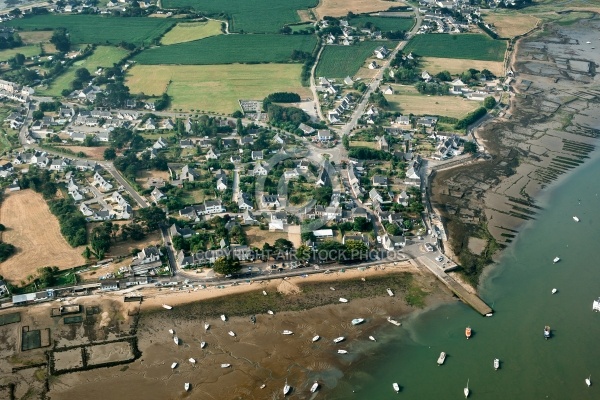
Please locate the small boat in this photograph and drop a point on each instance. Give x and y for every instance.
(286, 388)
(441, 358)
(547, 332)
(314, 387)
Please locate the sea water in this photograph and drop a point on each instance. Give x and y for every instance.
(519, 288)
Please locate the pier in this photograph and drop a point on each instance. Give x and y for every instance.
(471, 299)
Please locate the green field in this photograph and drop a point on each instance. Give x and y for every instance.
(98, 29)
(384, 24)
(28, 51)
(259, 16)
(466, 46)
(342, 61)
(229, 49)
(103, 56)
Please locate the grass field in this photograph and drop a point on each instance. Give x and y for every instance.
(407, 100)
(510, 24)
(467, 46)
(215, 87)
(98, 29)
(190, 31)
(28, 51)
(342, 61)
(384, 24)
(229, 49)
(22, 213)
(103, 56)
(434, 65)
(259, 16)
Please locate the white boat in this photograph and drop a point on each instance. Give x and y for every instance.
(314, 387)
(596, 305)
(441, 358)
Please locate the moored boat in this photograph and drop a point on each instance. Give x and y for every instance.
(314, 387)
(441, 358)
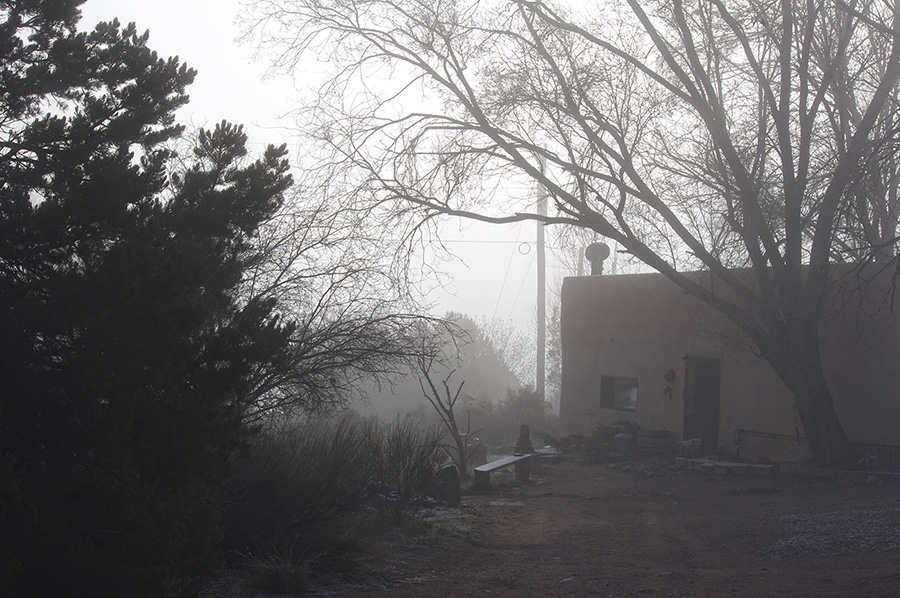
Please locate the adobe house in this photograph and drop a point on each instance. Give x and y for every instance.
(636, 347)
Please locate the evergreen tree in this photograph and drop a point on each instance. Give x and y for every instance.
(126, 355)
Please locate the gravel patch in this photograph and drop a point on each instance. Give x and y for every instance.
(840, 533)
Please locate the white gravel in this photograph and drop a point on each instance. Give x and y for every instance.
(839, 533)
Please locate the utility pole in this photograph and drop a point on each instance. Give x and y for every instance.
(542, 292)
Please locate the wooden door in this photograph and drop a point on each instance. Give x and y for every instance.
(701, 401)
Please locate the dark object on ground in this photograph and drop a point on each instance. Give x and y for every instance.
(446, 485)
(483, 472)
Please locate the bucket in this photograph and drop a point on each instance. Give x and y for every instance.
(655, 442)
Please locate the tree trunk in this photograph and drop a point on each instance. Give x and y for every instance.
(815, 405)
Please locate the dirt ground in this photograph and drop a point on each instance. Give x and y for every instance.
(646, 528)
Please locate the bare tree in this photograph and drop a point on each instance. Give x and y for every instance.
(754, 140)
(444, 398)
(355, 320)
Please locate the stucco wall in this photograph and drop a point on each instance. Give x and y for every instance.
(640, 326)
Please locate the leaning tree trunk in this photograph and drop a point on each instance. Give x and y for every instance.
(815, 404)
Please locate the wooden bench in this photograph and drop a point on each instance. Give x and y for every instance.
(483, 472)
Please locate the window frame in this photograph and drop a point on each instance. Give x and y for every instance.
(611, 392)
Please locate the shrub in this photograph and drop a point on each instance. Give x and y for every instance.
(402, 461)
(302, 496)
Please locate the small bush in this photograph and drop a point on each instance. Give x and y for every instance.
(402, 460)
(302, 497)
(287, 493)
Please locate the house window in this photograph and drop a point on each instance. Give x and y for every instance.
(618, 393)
__________
*Problem details*
Render each line of the records above as a Markdown table with the columns "Row" and "Text," numbering rows consecutively and omitting blank lines. Exclude the pictures.

*Solution below*
| Row | Text |
|---|---|
| 1 | Please locate the small boat in this photograph and drop a point on each instance. Give x and y for every instance. |
| 2 | (286, 388) |
| 3 | (441, 358) |
| 4 | (547, 332) |
| 5 | (314, 387) |
| 6 | Please locate the sea water in this photograph and drop a point on each instance. Give x and y for every instance. |
| 7 | (519, 288) |
| 8 | Please locate the pier in this photograph and drop a point on each instance. Give x and y for every instance. |
| 9 | (471, 299) |
| 10 | Please locate the green field in this photograph and drop a point on each instance. Give x and y for every instance. |
| 11 | (98, 29) |
| 12 | (384, 24) |
| 13 | (28, 51) |
| 14 | (259, 16) |
| 15 | (466, 46) |
| 16 | (342, 61) |
| 17 | (229, 49) |
| 18 | (103, 56) |
| 19 | Please locate the grass field in this photograph and drop a point on each instance. Give x and y for every instance. |
| 20 | (407, 100) |
| 21 | (510, 24) |
| 22 | (467, 46) |
| 23 | (215, 87) |
| 24 | (98, 29) |
| 25 | (190, 31) |
| 26 | (28, 51) |
| 27 | (342, 61) |
| 28 | (384, 24) |
| 29 | (229, 49) |
| 30 | (22, 213) |
| 31 | (103, 56) |
| 32 | (434, 65) |
| 33 | (259, 16) |
| 34 | Please locate the white boat in this photograph and drop a point on each instance. Give x and y for every instance. |
| 35 | (314, 387) |
| 36 | (596, 305) |
| 37 | (441, 358) |
| 38 | Please locate the moored boat in this photograph and drop a point on each instance. Give x and y for every instance. |
| 39 | (314, 387) |
| 40 | (441, 358) |
| 41 | Please locate the adobe house in this photograph and drop a point on each instance. Give x and y for every instance. |
| 42 | (636, 347) |
| 43 | Please locate the evergreen tree in this photograph and drop a point on each instance. Give x and y for every instance. |
| 44 | (126, 355) |
| 45 | Please locate the gravel patch in this photograph and drop a point on each instance. Give x and y for every instance. |
| 46 | (840, 533) |
| 47 | Please locate the white gravel in this photograph and drop a point on each instance. Give x and y for every instance. |
| 48 | (839, 533) |
| 49 | Please locate the utility pole in this photograph and drop a point on each instance. Give x and y for every instance. |
| 50 | (542, 292) |
| 51 | Please locate the wooden door in this photograph and drop a point on each instance. Give x and y for every instance. |
| 52 | (701, 401) |
| 53 | Please locate the dark object on ground in this photograph and drop a point on each instance. Give x and y for every instance. |
| 54 | (446, 485) |
| 55 | (483, 472) |
| 56 | Please locate the bucket in this photograph and drop a point on each instance. Give x and y for every instance. |
| 57 | (655, 442) |
| 58 | Please locate the tree trunk in this photograph and drop a point on each instance. Give x and y for every instance. |
| 59 | (815, 405) |
| 60 | Please locate the dirt ground in this photograph and drop a point on each instance. Give x and y for every instance. |
| 61 | (646, 528) |
| 62 | Please locate the bare tree in this photograph and drop a point on each instance. Give x and y for every instance. |
| 63 | (754, 140) |
| 64 | (444, 398) |
| 65 | (355, 320) |
| 66 | Please locate the stucco wall in this photograph and drop a point on each instance. Give x and y for every instance. |
| 67 | (640, 326) |
| 68 | Please locate the leaning tree trunk in this photograph and drop a point on each instance. Give x and y for every instance. |
| 69 | (815, 404) |
| 70 | Please locate the wooden bench in this photograph and drop a point on each instance. Give x and y for every instance. |
| 71 | (483, 472) |
| 72 | Please locate the window frame in this photograph and drop a point on each instance. Give x and y for every instance. |
| 73 | (611, 392) |
| 74 | Please locate the shrub in this photograph and drop a point on each instance. Give x and y for every instance. |
| 75 | (402, 461) |
| 76 | (302, 496) |
| 77 | Please locate the small bush in this photograph and drop a point on each instance. Give x and y for every instance. |
| 78 | (402, 460) |
| 79 | (302, 497) |
| 80 | (287, 493) |
| 81 | Please locate the house window in this photograph and drop a point on each instance. Give x and y for every instance. |
| 82 | (618, 393) |